→ **Work to be completed**
Pull out every line of the material below that contains the word "outline", and copy each one in full.
══ Records for this exercise
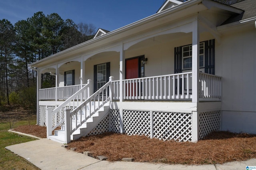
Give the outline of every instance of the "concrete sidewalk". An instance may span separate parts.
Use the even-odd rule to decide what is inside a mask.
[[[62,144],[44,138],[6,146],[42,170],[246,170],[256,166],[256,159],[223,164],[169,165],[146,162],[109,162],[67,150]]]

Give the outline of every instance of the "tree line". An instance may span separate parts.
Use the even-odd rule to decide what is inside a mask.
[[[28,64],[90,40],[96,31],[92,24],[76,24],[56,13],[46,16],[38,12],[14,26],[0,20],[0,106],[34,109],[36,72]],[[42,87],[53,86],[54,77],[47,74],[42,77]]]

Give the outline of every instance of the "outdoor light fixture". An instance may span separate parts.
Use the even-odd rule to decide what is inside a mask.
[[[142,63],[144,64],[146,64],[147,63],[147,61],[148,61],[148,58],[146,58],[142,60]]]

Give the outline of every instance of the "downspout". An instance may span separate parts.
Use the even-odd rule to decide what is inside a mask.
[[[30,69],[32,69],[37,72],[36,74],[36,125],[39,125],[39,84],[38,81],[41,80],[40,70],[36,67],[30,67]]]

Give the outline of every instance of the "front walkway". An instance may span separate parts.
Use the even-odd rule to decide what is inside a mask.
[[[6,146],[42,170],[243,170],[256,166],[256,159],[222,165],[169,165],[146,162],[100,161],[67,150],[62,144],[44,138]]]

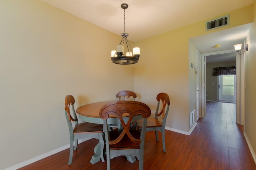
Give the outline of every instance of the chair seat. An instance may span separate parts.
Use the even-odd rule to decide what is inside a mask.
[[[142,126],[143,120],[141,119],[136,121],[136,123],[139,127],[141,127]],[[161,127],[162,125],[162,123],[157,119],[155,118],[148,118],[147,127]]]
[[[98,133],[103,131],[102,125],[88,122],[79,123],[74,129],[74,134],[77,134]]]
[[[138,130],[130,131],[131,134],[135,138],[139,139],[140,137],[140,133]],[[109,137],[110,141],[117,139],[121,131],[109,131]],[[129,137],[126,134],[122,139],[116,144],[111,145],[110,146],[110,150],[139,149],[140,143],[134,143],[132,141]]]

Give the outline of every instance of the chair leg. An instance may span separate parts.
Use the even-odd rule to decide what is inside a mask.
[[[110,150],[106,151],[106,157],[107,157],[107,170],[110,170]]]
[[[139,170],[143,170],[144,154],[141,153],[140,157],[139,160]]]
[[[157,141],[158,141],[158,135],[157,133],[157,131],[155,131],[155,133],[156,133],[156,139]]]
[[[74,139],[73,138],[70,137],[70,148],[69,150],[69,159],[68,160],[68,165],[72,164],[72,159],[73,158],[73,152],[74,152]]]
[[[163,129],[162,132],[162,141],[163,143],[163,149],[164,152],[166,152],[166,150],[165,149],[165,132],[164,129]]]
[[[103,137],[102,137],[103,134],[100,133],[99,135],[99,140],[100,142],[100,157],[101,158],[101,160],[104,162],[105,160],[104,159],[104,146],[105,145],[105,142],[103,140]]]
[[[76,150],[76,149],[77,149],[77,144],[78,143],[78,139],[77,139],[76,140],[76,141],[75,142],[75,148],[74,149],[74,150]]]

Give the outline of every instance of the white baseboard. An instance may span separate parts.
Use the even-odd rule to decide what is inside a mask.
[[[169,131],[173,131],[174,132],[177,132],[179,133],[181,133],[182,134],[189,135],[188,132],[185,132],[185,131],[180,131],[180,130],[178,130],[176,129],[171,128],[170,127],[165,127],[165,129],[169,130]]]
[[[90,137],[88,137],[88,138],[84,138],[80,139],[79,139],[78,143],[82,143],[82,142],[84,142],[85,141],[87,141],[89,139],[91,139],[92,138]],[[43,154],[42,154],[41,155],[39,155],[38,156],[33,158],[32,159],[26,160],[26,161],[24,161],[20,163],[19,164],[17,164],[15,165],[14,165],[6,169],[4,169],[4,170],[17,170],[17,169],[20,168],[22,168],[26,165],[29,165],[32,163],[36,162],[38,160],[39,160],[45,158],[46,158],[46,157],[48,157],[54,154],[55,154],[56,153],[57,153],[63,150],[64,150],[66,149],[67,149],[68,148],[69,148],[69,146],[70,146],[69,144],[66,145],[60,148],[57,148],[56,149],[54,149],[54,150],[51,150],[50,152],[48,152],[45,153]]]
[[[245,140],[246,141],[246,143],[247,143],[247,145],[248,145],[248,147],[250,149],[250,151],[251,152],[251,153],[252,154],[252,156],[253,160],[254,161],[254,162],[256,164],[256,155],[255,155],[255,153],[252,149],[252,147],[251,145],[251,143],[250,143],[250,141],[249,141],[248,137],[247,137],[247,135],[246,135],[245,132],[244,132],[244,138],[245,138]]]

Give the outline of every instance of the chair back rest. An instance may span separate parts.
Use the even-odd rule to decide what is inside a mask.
════
→ **The response**
Give the outline of every instance of the "concrete sidewalk". An instance may span separate parts.
Give the outline of every instance of the "tree line". An instance may span separate parts.
Give the outline of every instance of the "outdoor light fixture". An instance may span separate parts.
Give the outline of every instance of the "downspout". An instance may span separate parts.
Give the outline of every instance of the "front walkway". An instance may span separate parts.
Give the outline of every instance of the chair seat. An instance may span separate parts.
Give the outline of every instance of the chair leg. An instance may span separate parts.
Give the outline of every instance of the white baseboard. An instance may span separate parts.
Give the outline of every instance of the chair back rest. An instance may span separate parts.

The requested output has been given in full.